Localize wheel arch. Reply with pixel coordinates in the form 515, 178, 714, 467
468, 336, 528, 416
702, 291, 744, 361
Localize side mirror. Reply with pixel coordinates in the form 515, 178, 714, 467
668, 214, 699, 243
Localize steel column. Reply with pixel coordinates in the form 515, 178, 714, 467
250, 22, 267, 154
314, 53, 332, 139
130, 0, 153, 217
━━━━━━━━━━
# THE REQUEST
Rewrite every record above as a CSV with the header row record_text,answer and one row per record. Put the record's text and its answer each in a single quoted field, replacing any line breaks with spaces.

# OUTPUT FOR THIS EXERCISE
record_text,answer
"Localize wheel arch. Reply with pixel coordinates in the form 515, 178, 714, 467","468, 336, 528, 416 702, 291, 744, 361"
"Localize side mirror. Reply with pixel coordinates in the form 515, 178, 714, 467","668, 214, 699, 243"
"Localize steel column. Reply with pixel coordinates in the form 515, 178, 714, 467","250, 22, 267, 154 314, 53, 332, 139 130, 0, 153, 217"